- [DO THIS] From the discussion of register allocation in the JIT IR parser, return the passage starting with "thread 'compile::jitc_yk::codegen::x64::tests::cg_and' panicked" and going on through "RBP is reserved.", copied word for word.

** begin EXTRACTED TEXT **

Open vext01 opened 3 days ago

vext01 commented 3 days ago

I started writing a test like this:

    #[test]
    fn cg_and() {
        codegen_and_test(
            "
              entry:
                %0: i16 = load_ti 0
                %1: i16 = load_ti 1
                %2: i32 = load_ti 2
                %3: i32 = load_ti 3
                %4: i56 = load_ti 4
                %5: i56 = load_ti 5
                %6: i16 = and %0, %1
                %7: i32 = and %2, %3
                %8: i56 = and %4, %5
            ",
            "
                ...
                ; %6: i16 = and %0, %1
                xxx
                ; %7: i32 = and %2, %3
                xxx
                ; %8: i56 = and %4, %5
                xxx
                ...
                ",
        );
    }

And got a crash like this:

thread 'compile::jitc_yk::codegen::x64::tests::cg_and' panicked at ykrt/src/compile/jitc_yk/codegen/x64/mod.rs:932:17:
not yet implemented: Register(6, 4, 0, [])

The parser has eventually assigned a variable to register 6 (RBP, the base pointer). If you naively implement the missing case in cg_loadti then the register allocator understandably gets upset, since RBP is reserved.

@ptersilie and I took a brief look at how the JIT IR parser is allocating varlocations, it naively starts allocating trace inputs starting at register number 3 and incrementing the number each time. Further, I don't think it takes register class into account, nor starts spilling if you run out of registers.

Of course, if your test has enough variables, then eventually you allocate RBP and boom.

Discussion with @ptersilie suggests that to do this properly, we might want the parser to accept syntax like:

%1: i32 = load_ti rax
%2: float = load_ti [rbp - 8]

Assigning @ptersilie for now, but I appreciate he won't get to this soon. Unless @ltratt is looking for a distraction?

ltratt commented 3 days ago

Discussion with @ptersilie suggests that to do this properly, we might want the parser to accept syntax like:

There are (at least) the following problems here where our past is catching up with us:

  1. we have a gigantic ever-sprawling mess where details of yksmp (which encodes platform specific details) leak outwards: we convert back and forth in various places where we should probably not. The first thing to do is to clean up yksmp (e.g. move from anonymous tuples to named struct fields), and then see what we can do to abstract away from yksmp inside the rest of yk.
  2. most JIT IR tests should not reference machine registers.
  3. the JIT IR parser has to hack around (1) by handing out these "guessed" registers.
  4. I still hope we will move to something more like RPython's syntax where instead of the "load_ti" noise, we have a list of parameters in one line at the start of a trace / jump location.

That said, there's a -- horrible hack, but we have so many now, what's one more? -- way of fixing the IR parser: just make it skip register 6. It will still eventually run out of registers, but c'est la vie.

vext01 commented 3 days ago

just make it skip register 6

Yes, that's one thing I proposed to @ptersilie -- we could also check if we run out of registers.

This still wouldn't let us allocate a FP reg, but it will get me going.

ltratt commented 3 days ago

load_ti can check the assignment type and if it's an FP register, allocate an FP register.

vext01 commented 3 days ago

Yeah, it could.

OK, so I will put my other work on hold to hack this into shape.

I certainly agree that we need to rethink the whole thing. If we can get rid of load_ti, then fantastic!

** end EXTRACTED TEXT **
** begin RECORD EXCERPTS **

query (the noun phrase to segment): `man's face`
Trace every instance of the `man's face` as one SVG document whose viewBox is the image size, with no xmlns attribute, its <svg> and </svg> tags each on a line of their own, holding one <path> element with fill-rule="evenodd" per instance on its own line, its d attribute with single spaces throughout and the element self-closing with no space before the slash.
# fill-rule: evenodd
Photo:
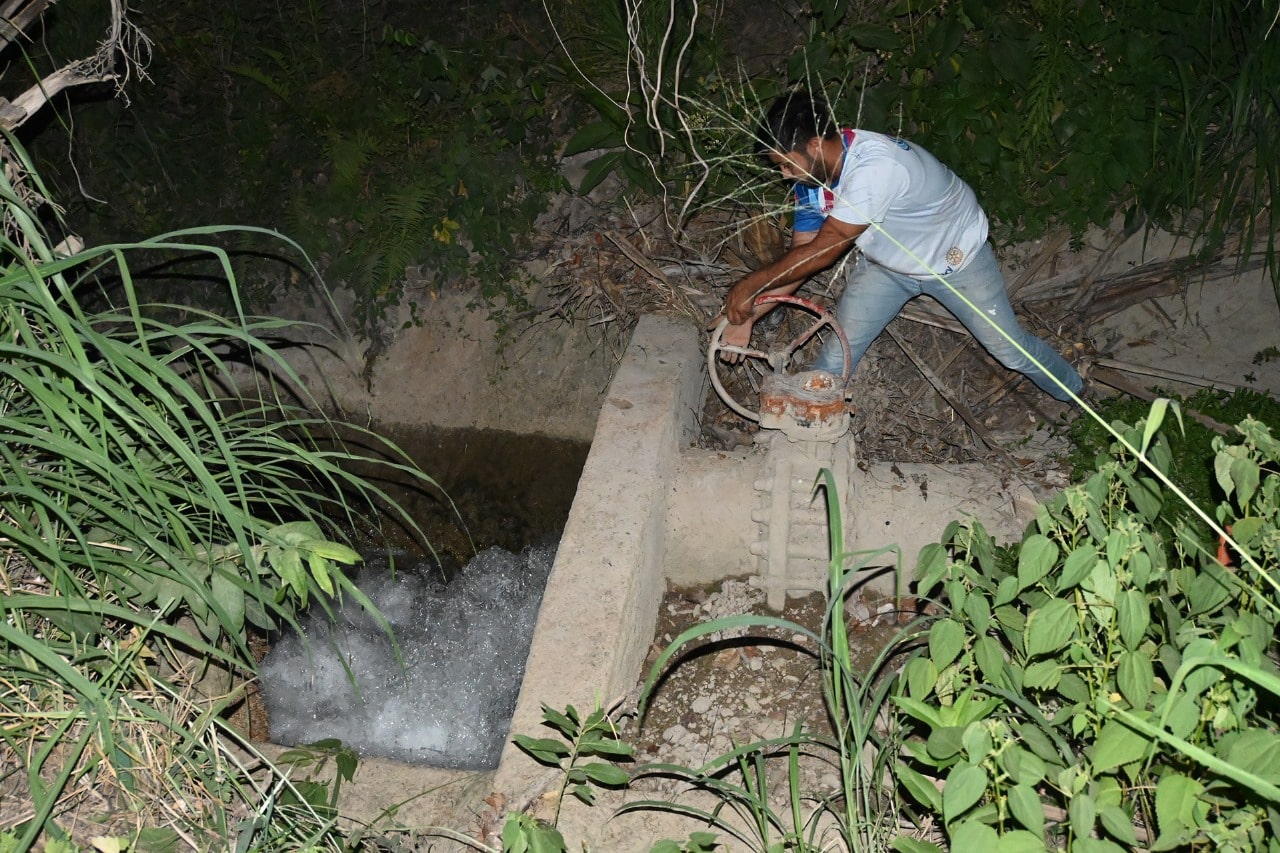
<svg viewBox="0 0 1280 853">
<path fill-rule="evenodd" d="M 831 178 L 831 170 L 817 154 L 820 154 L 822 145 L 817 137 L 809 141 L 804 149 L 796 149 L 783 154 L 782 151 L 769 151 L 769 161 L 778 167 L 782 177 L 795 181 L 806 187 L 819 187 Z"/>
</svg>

** end RECORD EXCERPTS **
** begin RECORD EXCERPTS **

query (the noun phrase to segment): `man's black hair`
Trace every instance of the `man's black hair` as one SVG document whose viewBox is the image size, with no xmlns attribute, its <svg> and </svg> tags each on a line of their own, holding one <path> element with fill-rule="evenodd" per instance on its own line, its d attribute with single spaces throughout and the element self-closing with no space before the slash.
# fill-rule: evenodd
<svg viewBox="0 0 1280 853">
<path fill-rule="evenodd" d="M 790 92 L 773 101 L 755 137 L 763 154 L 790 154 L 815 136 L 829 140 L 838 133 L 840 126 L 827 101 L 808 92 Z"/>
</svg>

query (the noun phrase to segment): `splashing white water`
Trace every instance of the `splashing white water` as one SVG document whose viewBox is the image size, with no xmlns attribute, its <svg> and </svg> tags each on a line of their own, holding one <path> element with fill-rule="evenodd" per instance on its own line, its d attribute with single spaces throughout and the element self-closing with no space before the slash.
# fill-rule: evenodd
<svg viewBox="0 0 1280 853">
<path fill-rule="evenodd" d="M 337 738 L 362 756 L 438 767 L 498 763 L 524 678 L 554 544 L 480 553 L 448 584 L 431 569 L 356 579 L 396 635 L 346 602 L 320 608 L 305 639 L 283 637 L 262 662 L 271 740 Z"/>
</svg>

** end RECORD EXCERPTS **

- [EXPECTED ANSWER]
thread 'compile::jitc_yk::codegen::x64::tests::cg_and' panicked at ykrt/src/compile/jitc_yk/codegen/x64/mod.rs:932:17:
not yet implemented: Register(6, 4, 0, [])

The parser has eventually assigned a variable to register 6 (RBP, the base pointer). If you naively implement the missing case in cg_loadti then the register allocator understandably gets upset, since RBP is reserved.